▶ **TEXT FOR ANALYSIS**:

════════

Help ME ID a Book

Sci-fi novel, I read it in the late 1980’s. It concerns something I believe called “jacking”, whereby “users” can plug into a virtual world. There’s even virtual cafes where jackers can meet and such, much like a modern internet cafe except that everything is virtual and appears real to the jacker. People that can do this have surgically implanted jacks at the base of their skull.

I believe the protagonist is a gamer, and is testing a game that doesn’t have a “safety net” that pulls the human mind out of the game so that the lifeless body can eat, shit, not die, etc.

Trying to recall this pulp novel, so I can read it again.

That was a pretty common trope in that time period. I will assume, however, you don’t mean Neuromancer

That doesn’t sound right. Think of something pulpy like that that a meth using roommate in the Army would provide. This is the same guy that influenced me to read the Hubbard dekalogy.

I hardly ever read Sci Fi, but Neuromancer exactly fits the description. Anyone else writing about it stole the idea.

well I hope when you figure it out you post here, so the rest of us can go read it.

Case, Chiba, Molly, Armitage, Tessier-Ashpool, Wintermute.

Any of those ring a bell? If so then it’s the same book RealityChuck said.

Wasn’t Johnny Mnemonic (with Keanu) based on a book by Philip K Dick? It sounds vaguely like what you’re talking about. I think if it’s not that one then it might be another Dick book-- I seem to recall something about jacking in and trying to hack but a hacker being caught by some kind of trap that would have killed him except that someone (maybe the protagonist) released him by doing something that no one else could do with computers. Man, it’s been awhile.

No, it was named after the story of the same name, by William Gibson.

ETA: You can tell it wasn’t a Dick story: at the end you still held some sympathy for the protagonist and didn’t wish him into the Seventh Circle of Hell. Though at that point you’d probably wished everyone else into the Ninth Circle, so it has that in its favor.

That book sounds really cool from reading it’s wiki page, but that plot description doesn’t fit. The protagonist of the book I cannot recall is a hotshot gamer, renowned for “jacking in” to games that aren’t complete and do not have the “safety net” in place to yank his mind out of the game when you die virtually (or that brings you out every few hours involuntarily for bodily functions, eating, etc). I think there’s a term for people that “die in the game”, rendering them insane, which is a “hothead”, I think.

════════

▶ **WHAT IS BEING ASKED**:
Copy from the book identification thread, word for word, the passage starting with "well I hope" and going on through "book RealityChuck said.". These records were taken from a separate source and are not part of the forum thread above.

════════

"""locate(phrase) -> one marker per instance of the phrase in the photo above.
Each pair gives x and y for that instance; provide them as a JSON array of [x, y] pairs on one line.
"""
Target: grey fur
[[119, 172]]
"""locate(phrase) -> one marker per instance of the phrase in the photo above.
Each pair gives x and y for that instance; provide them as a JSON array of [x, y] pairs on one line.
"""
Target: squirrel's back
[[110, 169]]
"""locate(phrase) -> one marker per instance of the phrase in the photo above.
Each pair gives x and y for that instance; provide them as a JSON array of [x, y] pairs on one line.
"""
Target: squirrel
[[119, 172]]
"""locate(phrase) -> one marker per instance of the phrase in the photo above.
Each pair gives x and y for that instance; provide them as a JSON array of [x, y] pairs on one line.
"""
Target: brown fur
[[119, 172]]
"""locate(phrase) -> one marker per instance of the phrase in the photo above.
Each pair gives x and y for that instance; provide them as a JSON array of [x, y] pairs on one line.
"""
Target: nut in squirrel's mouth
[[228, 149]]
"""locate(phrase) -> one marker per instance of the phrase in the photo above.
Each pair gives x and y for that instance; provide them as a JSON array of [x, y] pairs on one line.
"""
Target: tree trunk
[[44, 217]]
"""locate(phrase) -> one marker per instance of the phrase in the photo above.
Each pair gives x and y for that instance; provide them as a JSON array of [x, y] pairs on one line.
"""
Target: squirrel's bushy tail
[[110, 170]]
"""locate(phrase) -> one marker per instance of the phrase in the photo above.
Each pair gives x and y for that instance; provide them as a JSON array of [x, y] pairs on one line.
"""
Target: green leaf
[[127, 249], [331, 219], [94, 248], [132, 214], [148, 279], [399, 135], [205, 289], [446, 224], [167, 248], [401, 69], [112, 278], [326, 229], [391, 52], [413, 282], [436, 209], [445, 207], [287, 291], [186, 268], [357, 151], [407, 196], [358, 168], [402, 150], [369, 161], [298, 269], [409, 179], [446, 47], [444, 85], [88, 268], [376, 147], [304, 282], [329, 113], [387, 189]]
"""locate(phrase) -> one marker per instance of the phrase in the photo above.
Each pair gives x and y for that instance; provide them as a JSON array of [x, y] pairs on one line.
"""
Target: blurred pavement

════════

▶ **WRITTEN REPLY**:
well I hope when you figure it out you post here, so the rest of us can go read it.

Case, Chiba, Molly, Armitage, Tessier-Ashpool, Wintermute.

Any of those ring a bell? If so then it’s the same book RealityChuck said.